Aim:
Rewrite the records below with every "pretty-printed" changed to "indented", keeping all other text the same.

Material for this exercise:
★ ★ ★ ★

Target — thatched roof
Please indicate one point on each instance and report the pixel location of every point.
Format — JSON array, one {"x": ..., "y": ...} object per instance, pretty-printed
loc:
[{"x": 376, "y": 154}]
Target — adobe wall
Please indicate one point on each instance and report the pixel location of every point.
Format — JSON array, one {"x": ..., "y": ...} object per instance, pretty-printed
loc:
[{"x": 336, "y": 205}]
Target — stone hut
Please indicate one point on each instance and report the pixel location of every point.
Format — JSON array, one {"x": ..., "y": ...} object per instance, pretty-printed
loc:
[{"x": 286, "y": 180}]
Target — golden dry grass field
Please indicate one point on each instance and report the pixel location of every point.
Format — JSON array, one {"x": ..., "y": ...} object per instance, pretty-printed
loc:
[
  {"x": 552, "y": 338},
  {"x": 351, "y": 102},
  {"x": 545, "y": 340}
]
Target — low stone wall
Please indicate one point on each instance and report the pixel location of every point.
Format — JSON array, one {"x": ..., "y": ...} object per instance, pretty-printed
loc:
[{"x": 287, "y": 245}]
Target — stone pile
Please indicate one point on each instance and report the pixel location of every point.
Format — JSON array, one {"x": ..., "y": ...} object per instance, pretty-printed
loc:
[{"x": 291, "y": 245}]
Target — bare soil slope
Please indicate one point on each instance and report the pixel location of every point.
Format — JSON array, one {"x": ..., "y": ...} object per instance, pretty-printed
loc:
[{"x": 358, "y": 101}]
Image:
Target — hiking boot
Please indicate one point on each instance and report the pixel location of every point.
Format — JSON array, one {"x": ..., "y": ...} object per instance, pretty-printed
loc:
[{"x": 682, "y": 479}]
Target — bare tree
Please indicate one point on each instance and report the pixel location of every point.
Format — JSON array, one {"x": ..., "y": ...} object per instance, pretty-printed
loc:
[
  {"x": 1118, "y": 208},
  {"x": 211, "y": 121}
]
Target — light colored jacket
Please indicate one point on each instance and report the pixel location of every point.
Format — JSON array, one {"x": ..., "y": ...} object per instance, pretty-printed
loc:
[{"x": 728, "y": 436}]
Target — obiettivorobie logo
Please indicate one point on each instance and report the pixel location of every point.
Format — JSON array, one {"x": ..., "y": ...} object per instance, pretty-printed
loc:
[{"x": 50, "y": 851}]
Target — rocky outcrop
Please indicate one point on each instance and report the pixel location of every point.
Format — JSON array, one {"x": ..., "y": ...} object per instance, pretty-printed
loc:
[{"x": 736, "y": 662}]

★ ★ ★ ★

Task result:
Target — thatched roof
Please indicate one point on each instance and report the pixel location of every point.
Format — JSON array, one {"x": ..., "y": ...} object per instance, indented
loc:
[{"x": 376, "y": 154}]
Target — adobe wall
Please indicate one point on each instance and report the pixel location of every point.
Format — JSON array, one {"x": ..., "y": ...} object per instance, indented
loc:
[{"x": 336, "y": 205}]
Target — stone hut
Please indicate one point on each instance and report the pixel location of every point.
Format — JSON array, one {"x": ..., "y": ...} object per instance, indented
loc:
[{"x": 286, "y": 180}]
Target — golden dry grass field
Please indicate one point on each instance and report the pixel location of every point.
Format — JSON array, one {"x": ..., "y": ...} object per instance, indented
loc:
[
  {"x": 552, "y": 338},
  {"x": 351, "y": 102},
  {"x": 545, "y": 340}
]
Target — low stone wall
Please indicate one point on each instance and report the pixel location of every point.
Format — JSON array, one {"x": ..., "y": ...} object per instance, indented
loc:
[{"x": 287, "y": 245}]
Target — stone pile
Please indicate one point on each instance and report the pixel location of every point.
Format — JSON array, one {"x": ..., "y": ...} object per instance, indented
loc:
[{"x": 291, "y": 245}]
Target — bare soil slope
Please indicate one point on each instance and report the pixel location of every point.
Format — JSON array, one {"x": ..., "y": ...} object per instance, indented
loc:
[{"x": 358, "y": 101}]
Image:
Target — hiking boot
Please indicate one point on each instance and report the pixel location of every point.
Format — JSON array, one {"x": ..., "y": ...} object per instance, indented
loc:
[{"x": 682, "y": 479}]
Target — bare tree
Please indicate one point on each instance and report the pixel location of every point.
Format — JSON array, one {"x": ..., "y": ...} object per instance, indented
loc:
[
  {"x": 1118, "y": 208},
  {"x": 211, "y": 121}
]
Target — light colored jacket
Please indicate one point on each instance and report the pixel location of every point.
Format — JSON array, one {"x": ..., "y": ...} object per instance, indented
loc:
[{"x": 728, "y": 436}]
Target — obiettivorobie logo
Please indicate one point on each instance and report the pixel location of every point.
Format — JSON array, one {"x": ..., "y": ...} object per instance, indented
loc:
[{"x": 50, "y": 851}]
Target — rocky outcrop
Please indicate one point on each instance and report the pixel location of every point.
Format — JSON array, one {"x": ..., "y": ...} object per instance, indented
loc:
[{"x": 736, "y": 662}]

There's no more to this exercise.